What needs to be done — Exactly as written, print each record in the listing.

[Begin Listed records]

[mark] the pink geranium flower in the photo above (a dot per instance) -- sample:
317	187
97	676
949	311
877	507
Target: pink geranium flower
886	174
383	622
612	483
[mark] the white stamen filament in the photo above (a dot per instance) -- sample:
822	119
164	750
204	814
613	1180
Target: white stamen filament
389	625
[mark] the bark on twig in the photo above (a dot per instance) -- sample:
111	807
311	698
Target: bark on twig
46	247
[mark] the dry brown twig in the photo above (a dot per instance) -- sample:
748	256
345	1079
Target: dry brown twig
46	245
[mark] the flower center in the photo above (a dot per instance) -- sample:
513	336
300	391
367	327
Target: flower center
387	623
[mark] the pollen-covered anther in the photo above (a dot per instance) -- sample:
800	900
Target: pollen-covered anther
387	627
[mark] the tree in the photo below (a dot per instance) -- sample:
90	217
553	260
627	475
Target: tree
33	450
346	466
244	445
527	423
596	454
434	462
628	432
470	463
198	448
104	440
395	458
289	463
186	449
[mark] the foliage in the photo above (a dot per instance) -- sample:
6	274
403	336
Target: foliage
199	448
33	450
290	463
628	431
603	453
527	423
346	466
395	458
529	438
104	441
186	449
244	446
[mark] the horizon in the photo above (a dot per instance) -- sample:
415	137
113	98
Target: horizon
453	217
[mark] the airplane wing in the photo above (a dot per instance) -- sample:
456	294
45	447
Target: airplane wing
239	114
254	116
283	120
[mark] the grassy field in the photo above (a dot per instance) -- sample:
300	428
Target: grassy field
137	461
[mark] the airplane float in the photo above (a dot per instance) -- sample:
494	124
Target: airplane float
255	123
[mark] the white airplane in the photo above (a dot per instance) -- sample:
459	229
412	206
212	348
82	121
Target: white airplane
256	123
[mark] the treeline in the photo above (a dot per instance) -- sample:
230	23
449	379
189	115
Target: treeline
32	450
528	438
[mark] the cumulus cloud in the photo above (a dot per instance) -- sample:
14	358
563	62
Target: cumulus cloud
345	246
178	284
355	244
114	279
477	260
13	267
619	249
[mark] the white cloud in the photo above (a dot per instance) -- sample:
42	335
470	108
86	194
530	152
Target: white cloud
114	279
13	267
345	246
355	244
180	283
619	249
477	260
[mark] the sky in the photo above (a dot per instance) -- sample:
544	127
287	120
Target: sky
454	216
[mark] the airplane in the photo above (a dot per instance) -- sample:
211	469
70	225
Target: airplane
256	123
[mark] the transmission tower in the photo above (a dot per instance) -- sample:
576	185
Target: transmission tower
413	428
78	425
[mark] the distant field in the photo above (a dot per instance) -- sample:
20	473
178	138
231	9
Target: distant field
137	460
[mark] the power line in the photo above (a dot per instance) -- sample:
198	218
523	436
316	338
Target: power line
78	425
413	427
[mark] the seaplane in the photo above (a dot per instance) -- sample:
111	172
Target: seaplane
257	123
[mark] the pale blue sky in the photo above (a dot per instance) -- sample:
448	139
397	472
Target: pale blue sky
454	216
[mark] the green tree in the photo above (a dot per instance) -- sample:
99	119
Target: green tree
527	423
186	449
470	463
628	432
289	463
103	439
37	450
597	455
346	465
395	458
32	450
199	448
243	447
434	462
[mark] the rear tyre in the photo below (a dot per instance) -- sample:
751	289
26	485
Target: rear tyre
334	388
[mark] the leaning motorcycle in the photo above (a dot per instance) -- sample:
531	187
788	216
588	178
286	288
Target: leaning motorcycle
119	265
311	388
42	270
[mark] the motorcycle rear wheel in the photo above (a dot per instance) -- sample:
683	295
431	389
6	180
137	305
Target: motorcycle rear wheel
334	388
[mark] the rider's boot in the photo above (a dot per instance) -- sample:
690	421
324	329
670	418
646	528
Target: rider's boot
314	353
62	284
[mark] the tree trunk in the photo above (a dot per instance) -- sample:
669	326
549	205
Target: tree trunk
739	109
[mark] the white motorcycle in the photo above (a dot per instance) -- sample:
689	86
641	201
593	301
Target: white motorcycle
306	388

[End Listed records]

Written answer —
[mark] the pink geranium flower in the photo above (a dot per instance) -- sample:
317	187
97	676
949	311
877	507
Target: pink geranium flower
886	174
383	622
612	483
[mark] the white stamen filament in the photo above (a dot per instance) -- sample:
822	119
164	750
204	814
613	1180
Target: white stamen filament
389	625
[mark] the bark on twig in the photo above (a dot per instance) -- sample:
111	807
311	698
Target: bark on twig
46	247
[mark] the dry brown twig in the photo above (a dot per instance) -- sample:
748	256
345	1079
Target: dry brown twig
46	245
[mark] the flower center in the photo above (a dot per instance) -- sample:
513	336
300	391
367	327
Target: flower center
387	623
[mark] the pollen-covered anther in the photo above (a dot per instance) -- sample:
800	900
Target: pollen-covered anther
387	627
[mark] the tree in the photo below (a dot per instance) -- sample:
90	217
553	260
627	475
Target: tree
33	450
346	466
244	445
527	423
596	454
434	462
628	432
470	463
198	448
104	440
395	458
289	463
186	449
[mark] the foliage in the photo above (a dot per instance) -- sample:
6	274
403	336
Target: foliage
199	448
33	450
290	463
628	431
603	453
527	423
346	466
395	458
529	438
104	441
186	449
244	446
[mark] the horizon in the photo above (a dot per instance) -- sample:
415	137
113	98
Target: horizon
453	217
[mark] the airplane wing in the photo above (a dot per instance) -- sample:
456	294
45	447
Target: airplane wing
239	114
254	116
283	120
[mark] the grassy field in the photo above (a dot per instance) -- sample:
300	428
Target: grassy field
137	461
[mark] the airplane float in the photo above (a dot per instance) -- sample:
494	124
Target: airplane float
255	123
[mark] the white airplane in the photo above (a dot per instance) -- sample:
459	229
412	206
212	348
82	121
Target: white airplane
256	123
[mark] the treeline in the photo above (a dot per instance) -- sample:
230	23
449	379
189	115
Target: treeline
32	450
528	438
[mark] the cumulus cloud in the photo above (a dot per instance) -- sample:
14	358
563	62
Target: cumulus cloud
345	246
178	284
355	244
114	279
477	260
13	267
619	249
[mark] the white cloud in the photo above (a dot per instance) -- sample:
42	335
470	108
86	194
530	152
Target: white cloud
114	279
13	267
345	246
355	244
180	283
619	249
477	260
[mark] the sky in the photo above (a dot per instance) -- sample:
544	127
287	120
Target: sky
454	216
[mark] the airplane in the photo above (a dot per instance) -- sample:
211	469
70	225
Target: airplane
256	123
[mark] the transmission tower in the photo above (a dot per instance) -- sample:
576	185
Target: transmission tower
413	428
78	425
[mark] the distant field in the photo above (a dot per instance) -- sample:
20	473
178	138
231	9
Target: distant field
137	460
[mark] the power line in the photo above (a dot per instance) -- sample:
198	218
523	436
316	338
Target: power line
78	425
413	427
[mark] the seaplane in the photo above (a dot per instance) -- sample:
111	172
Target: seaplane
257	123
[mark] the pale blue sky in the photo above (a dot per instance) -- sample:
448	139
397	472
Target: pale blue sky
454	216
[mark] the green tree in the photo above (a dot per instance) -- sample:
99	119
Target: green tree
527	423
186	449
470	463
628	432
289	463
103	439
37	450
597	455
346	465
395	458
32	450
199	448
243	447
434	462
[mark] the rear tyre in the photo below (a dot per instance) -- sample:
751	289
26	485
Target: rear tyre
334	388
[mark] the leaning motorcycle in the photo above (a dot per instance) -- sample:
531	187
788	216
588	178
286	288
Target: leaning motorcycle
119	265
311	388
42	270
[mark] the motorcycle rear wheel in the photo above (a dot per instance) -- sample:
683	295
431	389
6	180
137	305
Target: motorcycle rear wheel
334	388
[mark] the rider's boot in the photo above (a dot per instance) -- sample:
690	421
324	329
670	418
646	528
Target: rider's boot
314	353
62	284
[mark] the tree trunk in the photo above (a dot per instance) -- sample:
669	326
549	205
Target: tree trunk
739	109
[mark] the white motorcycle in the photo above (a dot per instance) -- sample:
689	86
641	201
593	301
Target: white motorcycle
306	388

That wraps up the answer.